Introduction
Lisp is a language/concept/idea/philosophy that has been, by people a sizable margin older than me on the internet, sermonized to me on occasion. I've written a touch of it here and there, having started but never finished SICP, which I'll do one day soon I promise, and getting as far as 15 out of the famous 99 lisp problems. This is to say that I know enough lisp to understand why for a certain generation of programmers it was a synecdoche for software writ large. It's trivially easy to parse and writing an interpreter for it can famously be written in some 40 lines, in lisp itself no less! I've chosen to write a Lisp compiler for a couple of reasons, firstly, I've wanted to write a compiler for sometime; motivated by a basic hubris that I could do better, which I think all software people share to some extent. I was spurred into actually starting this project by Stevey's article, Rich Programmer Food where this slightly bold claim:
If you don't know how compilers work, then you don't know how computers work
Being an unfortunately Kant-y "first principles" guy who painfully taught himself E&M because "it's embarrassing to be a computer person who doesn't understand how electricity works",I found Stevey's admittedly diatribal argument very persuasive. The language of choice for this escapade is c++ because I need some way to prove I can program in c++. I also felt that I haven't given c++ a fair chance, only having used it when a pre-existing project I have been vetted into used it or in class. Scout's honour, I will try to reserve overly opinionated judgements on the language to snarky remarks and side notes. This article will be organized in the order that I implemented these features in an effort to put together a narrative, as well as allow us to get right to programming and sprinkle theory along the way.
Build Systems
Fudge. Before we can get to coding we have to contend with building the project, I don't say anything very interesting from a technical perspective here, none of this will be on the test. You almost forget that this isn't an entirely solved problem. In Python uv has solved any pip issue I've ever had, cargo is delightful, and even in Haskell cabal is serviceable, probably, I will not pretend to have attempted to deploy in Haskell. In C/c++ we still have to contend with the early architectural decision of "how should I build this?"

#### Data provided
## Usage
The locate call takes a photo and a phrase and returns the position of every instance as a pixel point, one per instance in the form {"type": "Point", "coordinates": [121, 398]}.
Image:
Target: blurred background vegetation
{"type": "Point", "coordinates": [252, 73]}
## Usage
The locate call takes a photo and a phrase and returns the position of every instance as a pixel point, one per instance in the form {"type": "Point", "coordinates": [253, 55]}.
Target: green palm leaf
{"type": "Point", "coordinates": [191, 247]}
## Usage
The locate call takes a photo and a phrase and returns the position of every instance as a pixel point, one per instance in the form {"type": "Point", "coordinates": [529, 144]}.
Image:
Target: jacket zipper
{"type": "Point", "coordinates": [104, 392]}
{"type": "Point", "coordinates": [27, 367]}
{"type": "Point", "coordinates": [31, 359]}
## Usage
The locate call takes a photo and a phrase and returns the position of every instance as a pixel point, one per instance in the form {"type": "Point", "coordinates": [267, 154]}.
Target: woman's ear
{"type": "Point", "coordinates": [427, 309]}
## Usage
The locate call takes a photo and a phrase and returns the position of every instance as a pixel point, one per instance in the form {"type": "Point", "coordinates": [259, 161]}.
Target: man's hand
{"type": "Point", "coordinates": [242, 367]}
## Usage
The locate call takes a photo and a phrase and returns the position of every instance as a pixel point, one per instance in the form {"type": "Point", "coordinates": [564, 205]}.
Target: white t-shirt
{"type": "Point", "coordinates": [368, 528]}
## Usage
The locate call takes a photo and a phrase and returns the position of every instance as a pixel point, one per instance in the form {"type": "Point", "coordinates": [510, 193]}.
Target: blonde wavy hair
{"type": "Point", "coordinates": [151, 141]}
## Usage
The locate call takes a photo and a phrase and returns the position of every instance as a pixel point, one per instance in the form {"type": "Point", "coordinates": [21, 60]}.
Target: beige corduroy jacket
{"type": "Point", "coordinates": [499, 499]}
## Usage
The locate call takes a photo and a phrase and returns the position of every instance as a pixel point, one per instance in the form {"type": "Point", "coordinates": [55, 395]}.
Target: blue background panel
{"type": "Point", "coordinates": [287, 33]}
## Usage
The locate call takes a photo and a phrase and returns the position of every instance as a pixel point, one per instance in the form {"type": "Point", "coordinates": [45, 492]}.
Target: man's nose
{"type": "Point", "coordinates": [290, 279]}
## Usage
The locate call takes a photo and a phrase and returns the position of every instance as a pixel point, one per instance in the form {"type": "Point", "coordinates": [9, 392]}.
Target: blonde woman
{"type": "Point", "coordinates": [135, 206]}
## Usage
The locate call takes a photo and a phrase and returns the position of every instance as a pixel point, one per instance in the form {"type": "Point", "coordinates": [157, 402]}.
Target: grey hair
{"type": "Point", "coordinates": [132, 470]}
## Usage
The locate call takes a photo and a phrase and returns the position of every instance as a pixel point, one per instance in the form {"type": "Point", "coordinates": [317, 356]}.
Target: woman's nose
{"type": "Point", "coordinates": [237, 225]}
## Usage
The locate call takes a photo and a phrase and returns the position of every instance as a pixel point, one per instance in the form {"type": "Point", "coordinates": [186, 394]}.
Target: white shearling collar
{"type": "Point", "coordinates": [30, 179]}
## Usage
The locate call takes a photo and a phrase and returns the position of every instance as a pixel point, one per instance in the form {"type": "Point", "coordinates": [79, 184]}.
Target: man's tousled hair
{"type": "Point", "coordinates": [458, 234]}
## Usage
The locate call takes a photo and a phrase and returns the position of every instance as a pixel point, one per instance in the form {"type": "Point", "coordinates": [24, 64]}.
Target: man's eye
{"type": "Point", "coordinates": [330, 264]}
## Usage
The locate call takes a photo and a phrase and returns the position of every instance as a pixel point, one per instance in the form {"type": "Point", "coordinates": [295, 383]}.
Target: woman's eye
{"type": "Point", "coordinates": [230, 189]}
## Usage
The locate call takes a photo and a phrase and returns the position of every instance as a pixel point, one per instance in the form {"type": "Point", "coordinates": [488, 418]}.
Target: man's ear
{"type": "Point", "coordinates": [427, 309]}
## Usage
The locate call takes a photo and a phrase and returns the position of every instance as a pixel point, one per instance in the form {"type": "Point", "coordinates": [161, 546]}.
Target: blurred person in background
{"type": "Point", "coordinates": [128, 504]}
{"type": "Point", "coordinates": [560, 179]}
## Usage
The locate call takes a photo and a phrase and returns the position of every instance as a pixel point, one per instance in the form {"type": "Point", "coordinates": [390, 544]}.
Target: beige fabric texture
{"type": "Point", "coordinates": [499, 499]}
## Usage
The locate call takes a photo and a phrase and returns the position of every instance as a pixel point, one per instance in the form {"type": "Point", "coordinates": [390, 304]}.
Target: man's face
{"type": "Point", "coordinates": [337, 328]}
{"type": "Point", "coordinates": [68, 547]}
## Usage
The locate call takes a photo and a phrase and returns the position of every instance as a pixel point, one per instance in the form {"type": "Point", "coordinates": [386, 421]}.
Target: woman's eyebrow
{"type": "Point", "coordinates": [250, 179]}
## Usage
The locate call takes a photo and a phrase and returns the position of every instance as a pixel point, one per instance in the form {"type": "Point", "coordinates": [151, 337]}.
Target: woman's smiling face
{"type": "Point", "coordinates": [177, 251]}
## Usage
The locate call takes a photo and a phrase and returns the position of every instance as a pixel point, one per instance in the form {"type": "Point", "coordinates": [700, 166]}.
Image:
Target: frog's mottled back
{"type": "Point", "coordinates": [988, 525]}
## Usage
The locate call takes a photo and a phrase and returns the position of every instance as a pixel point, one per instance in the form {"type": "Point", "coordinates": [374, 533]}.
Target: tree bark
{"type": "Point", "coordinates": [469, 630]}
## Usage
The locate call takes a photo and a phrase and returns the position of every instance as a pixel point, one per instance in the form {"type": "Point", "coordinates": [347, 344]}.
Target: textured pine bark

#### Task
Pick up the post about writing a Lisp compiler in C++ right after its last sentence and keep it going. The entries can be left aside.

#### Reply to the exercise
For this project, we'll use CMake. Coming from embedded land, CMake is certainly the "lesser evil" compared to vendor provided IDEs. CMake is a makefile generatorThis is kind of important, CMake is a meta build system, as in, it builds what builds your project. It is not what builds your project. Here, we'll just stick to makefiles, but I can vouch for Ninja, and a domain specific language. It was created to fix "we have too many makefiles and these autoconf to manage multiple build types are getting out of hand!", and introduced "we have too many CMakeLists and these CMake scripts to manage multiple build types are getting out of hand!"
Hey, I said I'll reserve judgement for c++, CMake is fair game. That quick rant aside, I'm using CMake here because I prefer interfacing with gtest through the ctest framework, and also I know how to use it and I didn't want to think terribly hard about build systems for this project. Maybe one day I'll revert to using a monolithic makefile, or give Bazel a go.
We'll split our program up into src, lib and tests. The majority of the code will be in lib, which will define each stage of the compilation process as it's own class, and use src to define the CLI which will ingest a file and output a program. The root level CMakeLists.txt, the file name that CMake uses to interact with your program like this
cmake_minimum_required(VERSION 3.23)
project(
splisp
...
)
include(CTest)
...
set(CMAKE_EXPORT_COMPILE_COMMANDS ON)
add_subdirectory(lib)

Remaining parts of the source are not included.